» **Exercise goal**
In the passage on the lockdown's psychological effects, transcribe the portion starting with "With the recent" and going on through "effect on us.".

With the recent announcement of a 21-day lockdown as a measure to tackle the spread of the coronavirus (Covid-19), individuals will most certainly experience a pshycological impact due to limited social interaction.
According to Prof Ankebé Kruger, an associate professor and counselling psychologist at the North-West University (NWU), the lockdown will limit our movement and activities and essentially limit our social interactions with our loved ones and friends, which can have a huge pshycological effect on us.
“Many of us were most likely preparing for the school holidays, preparing for family gatherings, socialising with friends and perhaps participating in special religious activities. But suddenly we find ourselves in an unprecedented and unimaginable situation with various uncertainties dwelling in our minds,” she says.
“One of the many doubts we have to deal with, is the question of how the lockdown will affect our lives. For decades research has been increasingly demonstrating that social interaction significantly contributes to people’s health and longevity. In addition, social interaction not only gives us pleasure, but also influences our long-term health in ways similar to adequate sleep, a good diet and not smoking.”
Prof Kruger adds that a significant number of research studies have shown that people who have social support from family and friends are happier, have fewer health problems and ultimately live longer. On the other hand, she says, a relative lack of social interaction also damages mental health.

» **Source material**
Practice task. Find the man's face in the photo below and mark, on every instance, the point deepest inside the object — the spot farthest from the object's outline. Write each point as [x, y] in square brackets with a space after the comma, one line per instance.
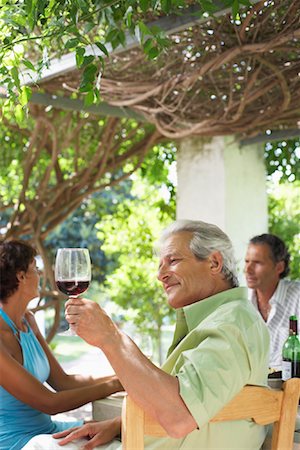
[260, 270]
[185, 278]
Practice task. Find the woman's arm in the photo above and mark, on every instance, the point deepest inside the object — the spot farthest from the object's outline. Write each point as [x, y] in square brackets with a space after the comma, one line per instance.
[59, 380]
[26, 388]
[98, 433]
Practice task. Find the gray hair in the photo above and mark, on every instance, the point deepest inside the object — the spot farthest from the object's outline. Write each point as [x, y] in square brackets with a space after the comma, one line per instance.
[207, 238]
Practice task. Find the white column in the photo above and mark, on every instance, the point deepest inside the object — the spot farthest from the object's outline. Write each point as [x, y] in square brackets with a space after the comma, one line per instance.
[221, 183]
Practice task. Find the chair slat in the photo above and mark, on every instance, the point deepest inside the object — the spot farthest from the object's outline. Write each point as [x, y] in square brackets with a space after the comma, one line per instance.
[262, 405]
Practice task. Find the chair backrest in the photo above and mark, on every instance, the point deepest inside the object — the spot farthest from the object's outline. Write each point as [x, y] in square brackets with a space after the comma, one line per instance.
[261, 404]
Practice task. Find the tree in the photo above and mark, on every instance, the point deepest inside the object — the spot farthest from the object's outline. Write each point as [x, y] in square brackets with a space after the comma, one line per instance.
[128, 237]
[57, 162]
[284, 219]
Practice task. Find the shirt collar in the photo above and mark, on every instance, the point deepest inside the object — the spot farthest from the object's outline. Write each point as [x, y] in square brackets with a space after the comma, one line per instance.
[277, 297]
[197, 312]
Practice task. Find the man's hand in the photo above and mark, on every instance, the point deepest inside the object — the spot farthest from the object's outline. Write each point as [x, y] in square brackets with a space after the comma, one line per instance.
[97, 433]
[90, 321]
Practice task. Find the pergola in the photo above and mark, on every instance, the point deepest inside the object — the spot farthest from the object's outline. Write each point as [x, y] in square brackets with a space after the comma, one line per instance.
[218, 82]
[218, 77]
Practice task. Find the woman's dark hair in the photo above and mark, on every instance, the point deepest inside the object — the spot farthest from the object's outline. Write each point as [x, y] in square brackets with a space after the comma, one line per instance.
[15, 256]
[278, 249]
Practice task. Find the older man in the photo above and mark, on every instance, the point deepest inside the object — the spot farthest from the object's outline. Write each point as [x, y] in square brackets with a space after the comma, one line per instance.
[219, 346]
[276, 298]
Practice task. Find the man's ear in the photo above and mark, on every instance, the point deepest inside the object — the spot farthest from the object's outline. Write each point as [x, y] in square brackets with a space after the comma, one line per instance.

» **Response below**
With the recent announcement of a 21-day lockdown as a measure to tackle the spread of the coronavirus (Covid-19), individuals will most certainly experience a pshycological impact due to limited social interaction.
According to Prof Ankebé Kruger, an associate professor and counselling psychologist at the North-West University (NWU), the lockdown will limit our movement and activities and essentially limit our social interactions with our loved ones and friends, which can have a huge pshycological effect on us.